Below are the records. State how many of their lines hold the word "ornament", and add nothing else.
====== Records supplied
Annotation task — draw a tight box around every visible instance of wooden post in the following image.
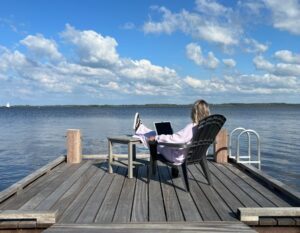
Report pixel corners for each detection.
[214,128,228,163]
[67,129,82,164]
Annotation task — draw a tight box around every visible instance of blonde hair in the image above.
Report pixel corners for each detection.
[191,99,210,124]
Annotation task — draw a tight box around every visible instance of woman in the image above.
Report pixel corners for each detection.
[133,99,210,166]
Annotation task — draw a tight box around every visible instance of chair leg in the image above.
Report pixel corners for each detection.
[152,160,157,175]
[179,162,190,192]
[148,157,157,183]
[149,142,158,176]
[171,167,179,178]
[148,160,152,183]
[200,158,213,185]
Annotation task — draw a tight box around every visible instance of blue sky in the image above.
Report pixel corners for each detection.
[1,0,300,105]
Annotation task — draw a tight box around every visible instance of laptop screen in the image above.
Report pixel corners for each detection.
[154,122,173,135]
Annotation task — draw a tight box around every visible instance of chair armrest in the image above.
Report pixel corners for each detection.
[156,142,189,149]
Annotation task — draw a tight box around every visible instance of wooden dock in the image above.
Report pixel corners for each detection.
[0,156,299,232]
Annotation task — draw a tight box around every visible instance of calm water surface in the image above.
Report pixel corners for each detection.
[0,105,299,192]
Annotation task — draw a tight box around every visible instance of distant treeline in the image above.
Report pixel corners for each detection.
[1,103,300,108]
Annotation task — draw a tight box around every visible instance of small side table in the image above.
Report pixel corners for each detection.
[108,135,142,178]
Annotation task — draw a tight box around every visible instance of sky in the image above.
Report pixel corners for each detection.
[0,0,300,105]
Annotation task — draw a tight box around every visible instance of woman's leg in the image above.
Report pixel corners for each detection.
[134,124,156,148]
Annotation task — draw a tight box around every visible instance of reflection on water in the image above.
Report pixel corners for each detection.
[0,105,299,191]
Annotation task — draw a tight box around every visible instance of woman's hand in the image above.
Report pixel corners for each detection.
[148,136,156,141]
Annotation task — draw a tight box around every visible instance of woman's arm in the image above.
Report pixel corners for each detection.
[155,123,195,144]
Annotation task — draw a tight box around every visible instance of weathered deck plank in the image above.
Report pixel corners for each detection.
[94,166,127,223]
[148,165,166,222]
[0,162,70,210]
[76,167,116,224]
[171,172,202,221]
[112,169,136,223]
[1,159,299,230]
[50,165,98,219]
[210,162,281,226]
[19,163,82,211]
[204,163,243,214]
[43,222,258,233]
[131,165,148,222]
[224,163,292,207]
[239,207,300,221]
[158,165,184,222]
[58,166,105,223]
[35,161,92,211]
[186,166,219,221]
[0,156,66,204]
[190,164,237,221]
[209,162,280,226]
[238,163,300,206]
[223,163,299,225]
[205,163,258,207]
[213,162,277,207]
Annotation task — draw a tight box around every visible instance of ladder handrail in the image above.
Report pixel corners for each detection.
[229,127,246,159]
[229,127,261,170]
[237,129,261,170]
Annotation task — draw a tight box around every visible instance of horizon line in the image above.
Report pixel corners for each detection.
[1,102,300,107]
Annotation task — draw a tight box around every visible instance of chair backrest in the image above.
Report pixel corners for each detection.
[187,114,226,163]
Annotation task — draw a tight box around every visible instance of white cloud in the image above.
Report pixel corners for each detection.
[253,55,274,71]
[186,42,203,65]
[195,0,229,16]
[264,0,300,35]
[274,50,300,64]
[184,76,205,88]
[117,58,182,96]
[100,81,120,90]
[184,73,300,95]
[143,6,239,46]
[0,49,33,73]
[206,52,219,69]
[20,34,63,62]
[244,38,268,53]
[61,24,120,67]
[59,25,183,96]
[1,25,183,99]
[2,21,300,103]
[253,54,300,77]
[31,71,73,93]
[184,76,227,92]
[186,43,219,69]
[222,58,236,68]
[118,59,178,84]
[274,63,300,76]
[195,22,238,46]
[60,25,181,96]
[143,6,178,35]
[0,49,73,93]
[238,1,265,15]
[237,74,298,90]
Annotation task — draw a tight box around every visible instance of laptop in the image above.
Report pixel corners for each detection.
[154,121,173,135]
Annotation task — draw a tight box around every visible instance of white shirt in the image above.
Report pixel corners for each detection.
[155,122,196,165]
[135,122,196,165]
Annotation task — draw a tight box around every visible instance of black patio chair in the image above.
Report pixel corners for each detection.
[148,114,226,192]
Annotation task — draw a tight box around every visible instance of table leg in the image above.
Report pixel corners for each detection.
[108,140,113,173]
[132,144,136,161]
[128,142,133,178]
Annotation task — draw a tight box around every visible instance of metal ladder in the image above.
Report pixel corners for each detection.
[228,127,261,170]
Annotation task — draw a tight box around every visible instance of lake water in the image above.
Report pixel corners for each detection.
[0,105,299,192]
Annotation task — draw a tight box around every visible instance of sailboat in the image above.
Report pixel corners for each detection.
[6,102,10,108]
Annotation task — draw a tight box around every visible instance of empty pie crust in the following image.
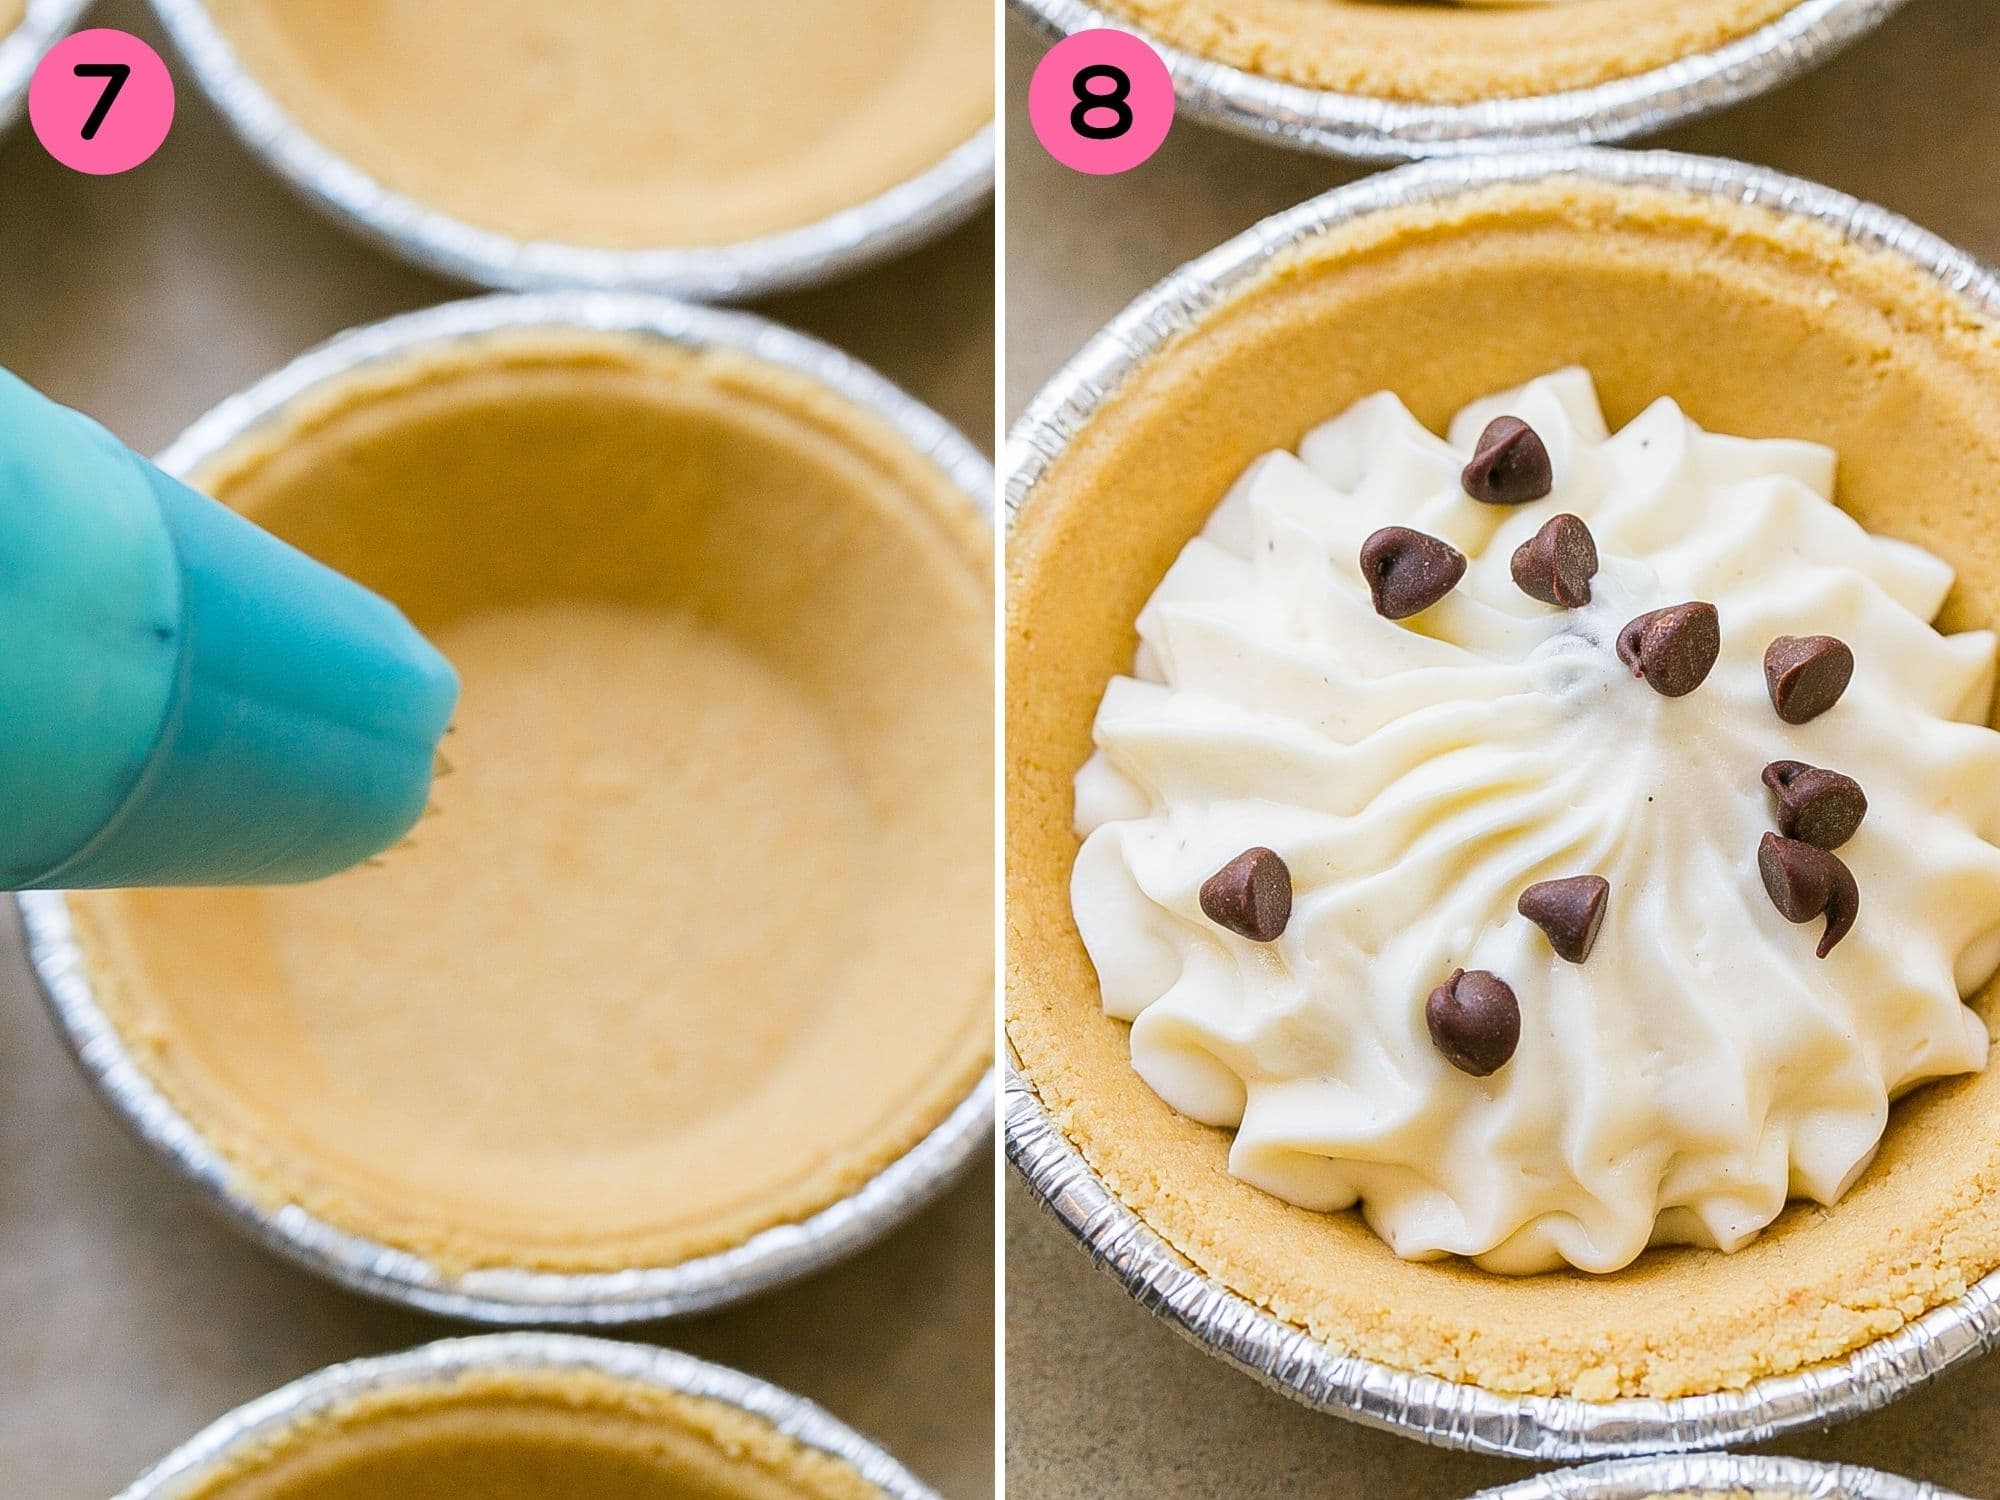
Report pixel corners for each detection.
[200,0,993,248]
[1007,174,2000,1400]
[166,1367,886,1500]
[72,327,993,1276]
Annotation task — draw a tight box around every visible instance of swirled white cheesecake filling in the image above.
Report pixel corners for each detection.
[1070,368,2000,1274]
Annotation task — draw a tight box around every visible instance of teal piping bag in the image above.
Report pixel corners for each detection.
[0,367,459,888]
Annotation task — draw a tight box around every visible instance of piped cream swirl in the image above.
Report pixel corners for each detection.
[1071,369,2000,1274]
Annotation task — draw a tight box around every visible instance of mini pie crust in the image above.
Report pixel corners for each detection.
[1090,0,1801,103]
[73,328,993,1275]
[1007,176,2000,1400]
[168,1367,885,1499]
[201,0,993,249]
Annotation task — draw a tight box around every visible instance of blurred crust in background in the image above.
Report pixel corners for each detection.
[1088,0,1800,102]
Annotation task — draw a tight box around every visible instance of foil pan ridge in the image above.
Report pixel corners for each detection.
[21,291,995,1325]
[1471,1453,1963,1499]
[1004,147,2000,1458]
[0,0,96,134]
[1010,0,1910,159]
[116,1333,943,1500]
[148,0,994,301]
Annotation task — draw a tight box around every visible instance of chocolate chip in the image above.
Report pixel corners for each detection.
[1360,526,1466,620]
[1762,760,1867,850]
[1517,875,1610,963]
[1616,602,1721,698]
[1510,514,1598,608]
[1425,969,1521,1077]
[1461,416,1554,506]
[1758,833,1858,958]
[1199,847,1292,942]
[1764,635,1854,724]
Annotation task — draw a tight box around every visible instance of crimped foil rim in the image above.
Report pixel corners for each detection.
[147,0,994,302]
[1470,1453,1963,1499]
[1003,148,2000,1458]
[115,1332,942,1500]
[0,0,96,134]
[1009,0,1911,159]
[21,288,995,1324]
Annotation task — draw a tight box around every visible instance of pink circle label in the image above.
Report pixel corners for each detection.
[29,29,175,175]
[1028,29,1174,176]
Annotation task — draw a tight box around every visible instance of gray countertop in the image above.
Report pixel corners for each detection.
[1005,1,2000,1496]
[0,2,995,1496]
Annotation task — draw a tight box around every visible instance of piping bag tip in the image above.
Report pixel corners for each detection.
[0,367,459,890]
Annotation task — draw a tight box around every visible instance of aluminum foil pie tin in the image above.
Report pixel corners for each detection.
[116,1332,942,1500]
[147,0,994,302]
[1010,0,1910,160]
[1004,148,2000,1459]
[1470,1454,1964,1500]
[19,288,995,1324]
[0,0,95,134]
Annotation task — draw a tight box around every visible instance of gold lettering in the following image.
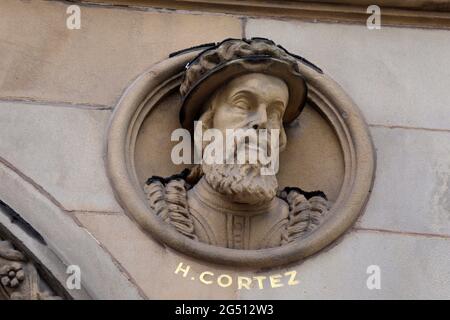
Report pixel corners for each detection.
[217,274,233,288]
[199,271,214,285]
[285,270,299,286]
[174,262,190,277]
[269,274,284,288]
[253,276,267,289]
[237,276,252,290]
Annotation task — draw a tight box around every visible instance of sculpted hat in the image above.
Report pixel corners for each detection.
[178,38,316,133]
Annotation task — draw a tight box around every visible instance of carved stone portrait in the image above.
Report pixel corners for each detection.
[106,38,375,267]
[144,39,329,249]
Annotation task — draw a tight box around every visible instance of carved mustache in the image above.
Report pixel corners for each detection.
[230,132,273,163]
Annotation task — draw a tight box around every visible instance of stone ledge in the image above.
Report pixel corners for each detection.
[78,0,450,29]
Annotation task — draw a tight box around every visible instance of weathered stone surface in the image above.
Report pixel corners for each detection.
[246,19,450,130]
[0,101,120,212]
[0,0,241,106]
[75,213,237,299]
[357,126,450,236]
[239,230,450,299]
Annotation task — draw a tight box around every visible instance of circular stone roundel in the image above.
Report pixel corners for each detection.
[106,39,375,268]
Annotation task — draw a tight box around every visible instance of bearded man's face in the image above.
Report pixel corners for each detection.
[199,73,289,205]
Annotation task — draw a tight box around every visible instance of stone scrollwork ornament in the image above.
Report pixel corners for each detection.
[0,240,61,300]
[106,37,375,268]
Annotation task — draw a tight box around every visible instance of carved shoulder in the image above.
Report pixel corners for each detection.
[144,174,197,241]
[278,188,330,244]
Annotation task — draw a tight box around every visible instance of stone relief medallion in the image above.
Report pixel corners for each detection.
[106,38,375,268]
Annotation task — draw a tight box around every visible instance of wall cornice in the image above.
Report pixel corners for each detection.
[76,0,450,29]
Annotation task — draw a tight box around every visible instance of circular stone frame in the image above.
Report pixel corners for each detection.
[106,51,376,268]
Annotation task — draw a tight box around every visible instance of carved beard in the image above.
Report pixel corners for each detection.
[202,162,278,205]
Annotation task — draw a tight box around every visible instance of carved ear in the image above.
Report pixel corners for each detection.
[197,106,215,153]
[198,109,213,131]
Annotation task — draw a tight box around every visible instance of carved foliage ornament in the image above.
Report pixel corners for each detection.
[0,240,61,300]
[106,38,375,268]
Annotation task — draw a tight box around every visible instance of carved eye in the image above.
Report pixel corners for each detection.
[233,97,251,110]
[269,102,285,120]
[230,91,256,111]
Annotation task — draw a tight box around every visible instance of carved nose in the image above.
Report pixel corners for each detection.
[252,105,268,129]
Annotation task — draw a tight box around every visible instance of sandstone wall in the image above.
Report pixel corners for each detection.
[0,0,449,299]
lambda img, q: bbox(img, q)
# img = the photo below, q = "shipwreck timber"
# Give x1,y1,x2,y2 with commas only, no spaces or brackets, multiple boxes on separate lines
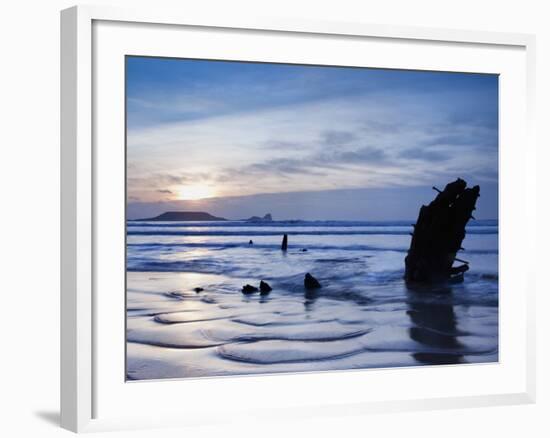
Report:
405,178,480,284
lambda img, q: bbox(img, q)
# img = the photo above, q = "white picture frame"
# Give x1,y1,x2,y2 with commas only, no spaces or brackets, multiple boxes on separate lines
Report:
============
Result of this exercise => 2